→ **Exercise**
All of the data below is to be copied exactly.
↓↓↓
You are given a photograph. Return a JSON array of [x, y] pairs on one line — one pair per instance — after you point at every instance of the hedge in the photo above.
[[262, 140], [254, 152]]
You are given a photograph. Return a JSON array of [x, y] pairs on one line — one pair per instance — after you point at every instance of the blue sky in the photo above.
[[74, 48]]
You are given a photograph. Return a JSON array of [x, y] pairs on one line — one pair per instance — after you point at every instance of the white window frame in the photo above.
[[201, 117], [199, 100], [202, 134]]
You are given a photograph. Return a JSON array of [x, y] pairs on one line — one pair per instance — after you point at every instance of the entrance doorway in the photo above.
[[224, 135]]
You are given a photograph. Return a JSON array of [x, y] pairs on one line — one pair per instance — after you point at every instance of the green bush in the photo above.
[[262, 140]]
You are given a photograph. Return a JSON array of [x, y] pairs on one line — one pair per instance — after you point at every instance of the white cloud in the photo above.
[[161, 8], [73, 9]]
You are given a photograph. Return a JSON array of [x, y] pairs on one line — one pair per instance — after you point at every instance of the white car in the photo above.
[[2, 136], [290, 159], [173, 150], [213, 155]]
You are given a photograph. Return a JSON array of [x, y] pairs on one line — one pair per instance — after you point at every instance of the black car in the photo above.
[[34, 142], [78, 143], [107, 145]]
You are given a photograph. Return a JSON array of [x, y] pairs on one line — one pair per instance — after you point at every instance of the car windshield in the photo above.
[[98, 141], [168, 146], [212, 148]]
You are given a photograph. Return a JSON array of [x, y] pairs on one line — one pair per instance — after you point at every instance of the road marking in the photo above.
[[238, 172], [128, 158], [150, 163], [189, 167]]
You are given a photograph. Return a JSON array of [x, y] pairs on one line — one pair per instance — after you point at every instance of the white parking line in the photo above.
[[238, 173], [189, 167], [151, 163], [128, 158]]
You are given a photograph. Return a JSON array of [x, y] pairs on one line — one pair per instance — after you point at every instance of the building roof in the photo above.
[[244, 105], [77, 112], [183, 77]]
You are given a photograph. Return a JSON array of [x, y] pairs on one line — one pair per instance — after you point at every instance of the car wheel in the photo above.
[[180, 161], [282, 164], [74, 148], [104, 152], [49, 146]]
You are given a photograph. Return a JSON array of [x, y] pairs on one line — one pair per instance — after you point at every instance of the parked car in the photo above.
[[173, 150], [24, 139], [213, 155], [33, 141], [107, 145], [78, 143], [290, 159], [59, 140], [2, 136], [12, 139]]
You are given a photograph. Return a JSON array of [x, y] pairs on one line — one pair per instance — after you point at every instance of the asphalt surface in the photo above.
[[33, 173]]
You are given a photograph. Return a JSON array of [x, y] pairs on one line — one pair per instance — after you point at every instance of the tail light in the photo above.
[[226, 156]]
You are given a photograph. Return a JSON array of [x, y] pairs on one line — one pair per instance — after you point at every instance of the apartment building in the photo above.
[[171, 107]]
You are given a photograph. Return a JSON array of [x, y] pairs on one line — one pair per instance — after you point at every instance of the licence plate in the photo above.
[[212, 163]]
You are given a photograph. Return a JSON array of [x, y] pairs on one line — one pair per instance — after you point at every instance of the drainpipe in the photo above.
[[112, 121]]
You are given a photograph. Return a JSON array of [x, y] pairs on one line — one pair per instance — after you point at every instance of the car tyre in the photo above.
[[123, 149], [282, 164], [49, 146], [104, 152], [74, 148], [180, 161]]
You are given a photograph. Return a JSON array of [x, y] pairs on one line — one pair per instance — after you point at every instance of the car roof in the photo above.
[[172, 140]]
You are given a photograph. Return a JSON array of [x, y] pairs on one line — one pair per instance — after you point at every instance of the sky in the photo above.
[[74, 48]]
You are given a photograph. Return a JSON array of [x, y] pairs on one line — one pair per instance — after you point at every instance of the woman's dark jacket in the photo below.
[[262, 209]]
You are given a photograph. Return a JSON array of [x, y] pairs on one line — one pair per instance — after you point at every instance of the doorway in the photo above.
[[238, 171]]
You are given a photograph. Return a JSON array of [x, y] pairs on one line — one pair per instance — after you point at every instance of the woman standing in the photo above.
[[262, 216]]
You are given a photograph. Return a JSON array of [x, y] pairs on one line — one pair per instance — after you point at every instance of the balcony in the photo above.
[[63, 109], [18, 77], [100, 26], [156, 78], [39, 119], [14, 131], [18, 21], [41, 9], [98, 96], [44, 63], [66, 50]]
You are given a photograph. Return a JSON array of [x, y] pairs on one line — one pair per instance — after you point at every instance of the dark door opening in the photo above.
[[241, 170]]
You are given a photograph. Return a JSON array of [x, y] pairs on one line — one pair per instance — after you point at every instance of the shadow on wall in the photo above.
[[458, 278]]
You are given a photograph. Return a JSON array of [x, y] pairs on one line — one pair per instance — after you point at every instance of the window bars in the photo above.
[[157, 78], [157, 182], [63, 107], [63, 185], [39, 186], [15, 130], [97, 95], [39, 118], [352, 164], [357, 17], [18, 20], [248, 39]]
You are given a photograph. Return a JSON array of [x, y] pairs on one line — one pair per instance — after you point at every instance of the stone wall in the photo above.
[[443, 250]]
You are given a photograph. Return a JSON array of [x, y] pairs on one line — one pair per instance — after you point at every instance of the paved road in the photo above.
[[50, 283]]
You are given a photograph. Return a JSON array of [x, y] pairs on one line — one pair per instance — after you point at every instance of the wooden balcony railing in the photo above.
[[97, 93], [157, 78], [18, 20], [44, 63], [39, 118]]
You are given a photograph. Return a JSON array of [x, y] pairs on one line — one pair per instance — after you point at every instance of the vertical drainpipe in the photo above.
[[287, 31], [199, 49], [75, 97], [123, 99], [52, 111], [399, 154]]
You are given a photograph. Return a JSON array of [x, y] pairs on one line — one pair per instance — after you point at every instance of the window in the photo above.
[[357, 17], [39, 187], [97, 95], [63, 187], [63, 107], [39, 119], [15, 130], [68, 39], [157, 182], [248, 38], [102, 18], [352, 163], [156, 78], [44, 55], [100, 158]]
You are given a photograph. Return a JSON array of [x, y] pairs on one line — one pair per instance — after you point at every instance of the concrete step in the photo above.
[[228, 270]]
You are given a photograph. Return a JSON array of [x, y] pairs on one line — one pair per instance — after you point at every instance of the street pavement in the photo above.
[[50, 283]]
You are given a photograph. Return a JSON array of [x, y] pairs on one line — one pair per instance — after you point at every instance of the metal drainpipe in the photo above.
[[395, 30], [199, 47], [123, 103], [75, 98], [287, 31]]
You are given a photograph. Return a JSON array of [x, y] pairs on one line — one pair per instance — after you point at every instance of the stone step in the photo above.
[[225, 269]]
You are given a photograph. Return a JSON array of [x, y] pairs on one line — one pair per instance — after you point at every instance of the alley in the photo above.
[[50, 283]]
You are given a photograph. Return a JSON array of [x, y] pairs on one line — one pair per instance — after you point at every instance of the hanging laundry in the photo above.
↑↑↑
→ **Completed task**
You are given a photograph. Return a JSON array of [x, y] pairs on one line — one pair per instance — after you point at every instance of the hedge in the photo above.
[[262, 140], [254, 152]]
You are given a photograph. Return a JSON array of [x, y] pairs on one line — one pair per instance — after you point at every instance of the blue sky in the photo above.
[[74, 48]]
You are given a photograph. Return a JSON array of [x, y] pairs on one line — one pair per instance — after you point at every instance of the white window frame in the photo above.
[[201, 117], [199, 100], [202, 134]]
You are given a photograph. Return a JSON array of [x, y] pairs on one line — one pair per instance — after you point at every instance of the entrance doorway in the photo above.
[[224, 135]]
You are given a photograph. Return a JSON array of [x, y] pairs on one line — one pair per instance — after you point at every instance of the green bush in the photo above.
[[262, 140]]
You are given a photograph. Return a JSON array of [x, y] pairs on one line — one pair per instance — after you point at every instance of the white cloud in the photo above.
[[161, 8], [73, 9]]
You are given a photograph. Return a JSON array of [x, y] pairs on one line — one pair per instance — after you point at every instance of the white car in the photo above.
[[2, 136], [290, 159], [173, 150], [213, 155]]
You are given a photograph. Return a JSON array of [x, y] pairs on one line — one pair per instance — after you point at every instance of the black car in the photo above.
[[34, 142], [78, 143], [107, 145]]
You are given a photograph. Return a JSON array of [x, y] pairs on one line — one pair per instance — after you point at every instance of the car windshield in the photo above.
[[98, 141], [168, 146], [212, 148]]
You are given a photograph. Return a JSON array of [x, y] pairs on one line — one pair per instance — after you point at every instance of the road marking in the photo above.
[[238, 172], [128, 158], [150, 163], [189, 167]]
You are given a photograph. Return a JSON array of [x, y] pairs on one line — one pair per instance — after you point at every instance of the white parking line in the photo above.
[[238, 173], [189, 167], [151, 163], [128, 158]]
You are given a photograph. Return a JSON array of [x, y] pairs on one line — one pair per instance — after you point at every instance of the building roof in the photo above.
[[244, 105], [77, 112], [183, 77]]
You are given a photograph. Return a JSON array of [x, y] pairs on one line — one pair per instance — after you point at every instance of the car wheel in the photo above.
[[180, 161], [282, 164], [74, 148], [104, 152], [49, 146]]
You are given a photograph. Return a JSON array of [x, y] pairs on one line — one pair per instance — after you point at every instance of the parked car in the photo above.
[[173, 150], [24, 139], [213, 155], [33, 141], [107, 145], [78, 143], [290, 159], [59, 140], [2, 136], [12, 139]]
You are given a photograph. Return a JSON array of [x, y] pairs on one line — one pair per instance — after you point at every instance of the asphalt surface in the photo above.
[[33, 173]]
You are given a photograph. Return a JSON array of [x, y] pairs on one line — one pair per instance — after you point at every instance of the tail light in the photo above.
[[226, 156]]
You are given a photograph. Return a JSON array of [x, y] pairs on one line — one pair per instance — after you point at every instance of the apartment building in the photo above.
[[171, 107]]
You are given a photograph. Return a JSON array of [x, y] pairs on one line — one pair per instance — after you point at every instance of the licence plate in the photo above.
[[212, 163]]
You are given a photograph. Return a JSON array of [x, y] pairs on one line — one pair per instance — after you point at every instance of the drainpipe in the photo above.
[[112, 121]]
You are given a photograph. Return a JSON array of [x, y] pairs on one line — one pair per instance — after you point at every instance of the car tyre in the photo above.
[[123, 149], [282, 164], [49, 146], [104, 152], [74, 148], [180, 161]]
You are given a photograph. Return a JSON array of [x, y] pairs on one line — one pair per instance — after you point at every instance of the car roof in the photo above.
[[172, 140]]
You are given a photograph. Return a JSON array of [x, y] pairs on one line — one pair per instance — after you point at every instance of the sky in the photo above.
[[74, 48]]
You are given a photograph. Return a JSON array of [x, y] pairs on one line — one pair per instance — after you point at every instance of the woman's dark jacket in the photo below.
[[262, 209]]
You are given a photograph. Return a JSON array of [x, y] pairs on one line — one pair per instance — after you point at every instance of the doorway in the photo above.
[[238, 171]]
You are given a photograph. Return a JSON array of [x, y] pairs on one line — one pair per instance — after you point at every instance of the woman standing in the photo above.
[[262, 216]]
You are given a photograph. Return a JSON array of [x, y] pairs on one line — one pair per instance — after you point at every instance of the balcony in the photo above.
[[63, 109], [18, 77], [100, 26], [156, 78], [39, 119], [14, 131], [18, 21], [41, 9], [98, 96], [44, 63], [66, 50]]
You are given a photograph. Return a JSON array of [x, y] pairs on one line — one pair per instance — after you point at every instance of the dark door opening in the photo above.
[[241, 170]]
You are given a photograph. Return a JSON array of [x, y] pairs on one line — one pair per instance — after you point at every instance of the shadow on wall in the photo above.
[[458, 278]]
You are given a photograph. Return a JSON array of [x, y] pairs on one line — one pair per instance — after you point at every instance of the window bars in the photo above.
[[157, 78], [157, 182], [63, 107], [63, 185], [39, 186], [15, 130], [97, 95], [39, 118], [352, 164], [357, 17], [18, 20], [248, 39]]
You are given a photograph. Return a JSON array of [x, y] pairs on one line — one pair per instance — after you point at every instance of the stone wall in the photo above.
[[443, 250]]
You are given a photograph. Return a JSON array of [x, y] pairs on one line — one pair per instance — after you point at every instance of the paved road in the photo above.
[[50, 283]]
You are given a photograph. Return a JSON array of [x, y] pairs on one line — one pair per instance — after you point at every instance of the wooden balcony railing in the photo above.
[[97, 93], [157, 78], [18, 20], [44, 63], [39, 118]]
You are given a photograph. Return a JSON array of [x, y] pairs on one line — one pair per instance — after you point at every instance of the vertical drainpipe in the photo above.
[[287, 31], [199, 49], [75, 97], [123, 99], [52, 111], [399, 154]]
You are given a photograph. Return a JSON array of [x, y] pairs on one line — one pair per instance — after you point at every instance of the window in the photo above.
[[357, 17], [39, 187], [97, 95], [63, 187], [63, 107], [39, 119], [15, 130], [68, 39], [157, 182], [248, 38], [102, 18], [352, 163], [156, 78], [44, 55], [100, 158]]
You are given a photograph. Return a JSON array of [x, y] pairs on one line — one pair per instance — after you point at every instance of the concrete step in the photo above.
[[228, 270]]
You are given a photograph. Return a JSON array of [x, y] pairs on one line — one pair per instance — after you point at every instance of the street pavement in the photo above.
[[50, 283]]
You are given a photograph. Return a JSON array of [x, y] pairs on one line — one pair per instance — after you point at every instance of the metal drainpipe in the photo above.
[[395, 30], [199, 47], [123, 103], [75, 98], [287, 31]]
You are given a photograph. Return a JSON array of [x, y] pairs on one line — one pair per instance — after you point at every instance of the stone step in the photo above.
[[225, 269]]
You are given a photograph. Return a JSON array of [x, y] pairs on one line — one pair per instance — after you point at every instance of the alley in the photo above.
[[50, 283]]
You are given a photograph. Return a JSON array of [x, y] pairs on one line — one pair per instance — after you point at every instance of the hanging laundry in the photo above.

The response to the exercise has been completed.